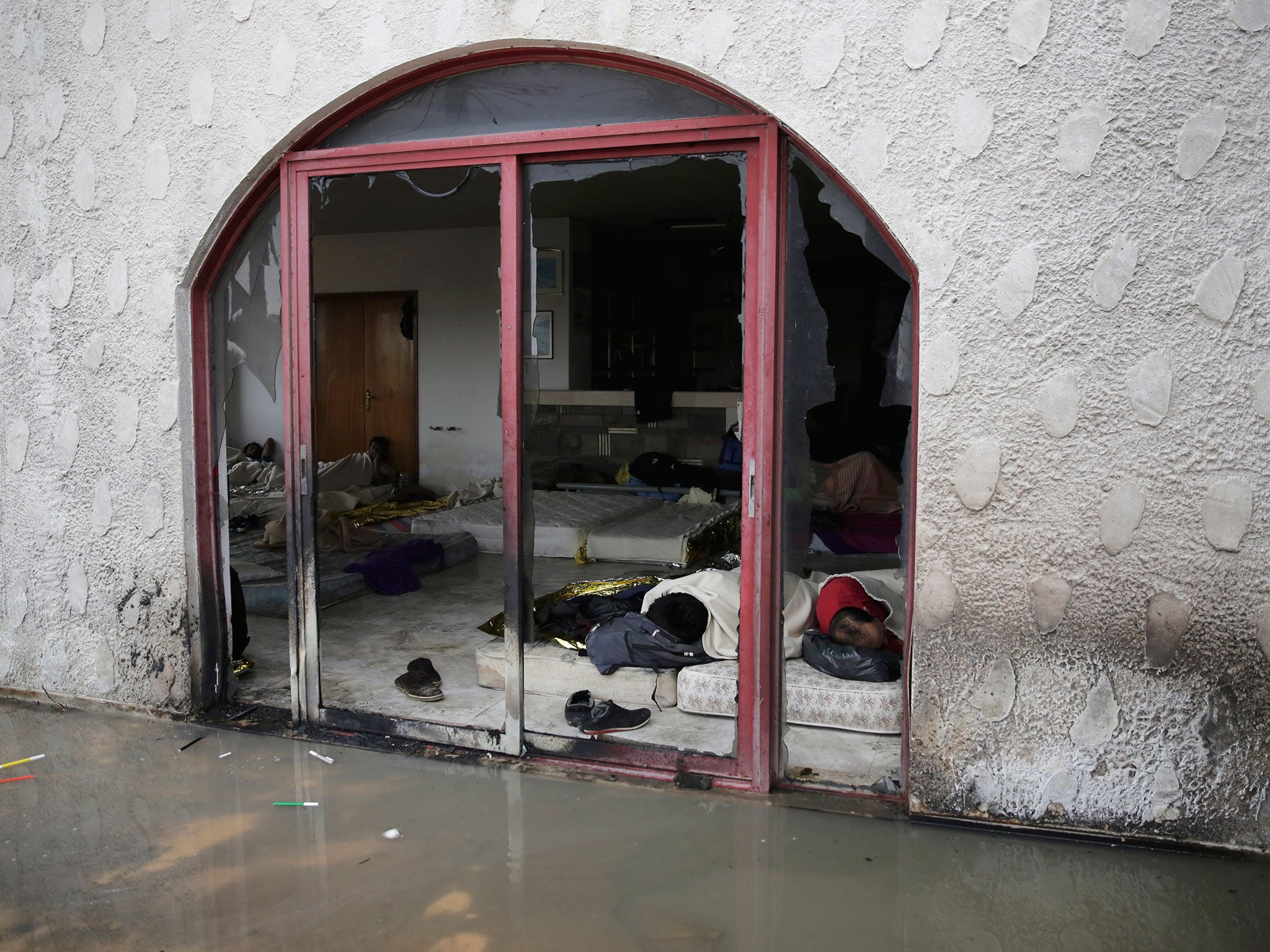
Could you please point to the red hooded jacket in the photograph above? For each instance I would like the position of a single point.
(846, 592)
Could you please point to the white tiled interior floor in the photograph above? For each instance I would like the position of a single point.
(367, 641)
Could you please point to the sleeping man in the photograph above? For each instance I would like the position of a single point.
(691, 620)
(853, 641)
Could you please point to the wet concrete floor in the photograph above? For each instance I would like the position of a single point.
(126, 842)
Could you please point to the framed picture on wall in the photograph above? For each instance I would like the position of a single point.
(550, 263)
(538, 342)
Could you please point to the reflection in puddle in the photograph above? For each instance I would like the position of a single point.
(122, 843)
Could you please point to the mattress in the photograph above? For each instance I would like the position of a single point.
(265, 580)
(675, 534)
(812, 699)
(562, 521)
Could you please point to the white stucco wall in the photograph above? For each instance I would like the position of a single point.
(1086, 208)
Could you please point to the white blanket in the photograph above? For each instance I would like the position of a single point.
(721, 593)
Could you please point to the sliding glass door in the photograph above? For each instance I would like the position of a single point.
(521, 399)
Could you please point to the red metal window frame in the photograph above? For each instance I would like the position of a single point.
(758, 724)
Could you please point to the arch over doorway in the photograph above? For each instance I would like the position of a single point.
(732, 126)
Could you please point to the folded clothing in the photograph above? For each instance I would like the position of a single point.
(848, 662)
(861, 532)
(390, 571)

════════════════════

▶ Written instruction: Reproduce every line above word for word, leaving out the pictures.

▶ Complete output:
Could you please point to the red hooded jacket in the photograph above? For each instance I would like the position of a single point.
(846, 592)
Could you please point to the white tiled interior floor in the photograph above? For each instance I would like the position of a single point.
(367, 641)
Could you please point to the sleeping man in the photograph above? For each instance I would like the position of a single point.
(691, 620)
(853, 641)
Could you please point to the wet concrete floor in the photograph above? For each instance I would like the position of a single point.
(126, 842)
Could you please point to the framed picture on wall in the photograph above? For each instance I would like the position of a single point.
(550, 263)
(538, 342)
Could you please point to the reflection in puddle in the photograph above? For each instance I would like the position of a single point.
(122, 843)
Could you please point to the mattress in the photograph above? For each instance I would like the position of a single point.
(265, 580)
(675, 534)
(812, 699)
(562, 521)
Could you please point to the white stucco wall in the photograph above? For each instance I would like the position of a single point.
(1086, 208)
Could you please point to the white blanket in the photograph above? For each instance I would like the position of a single point.
(721, 593)
Could you please point to the sliding glass door in the photograph above? For each instance I would like the position of a single point.
(521, 399)
Could you please point to the red metal window frame in the photograph above? For each instance I would like the position of a single point.
(758, 724)
Could you please point to the arch over doorway in the photograph above? For each instance I would like the position of a single point.
(732, 126)
Could you please point to the folded clothing in the photograph above? For each instance I would like the position of a single point.
(848, 662)
(861, 532)
(390, 571)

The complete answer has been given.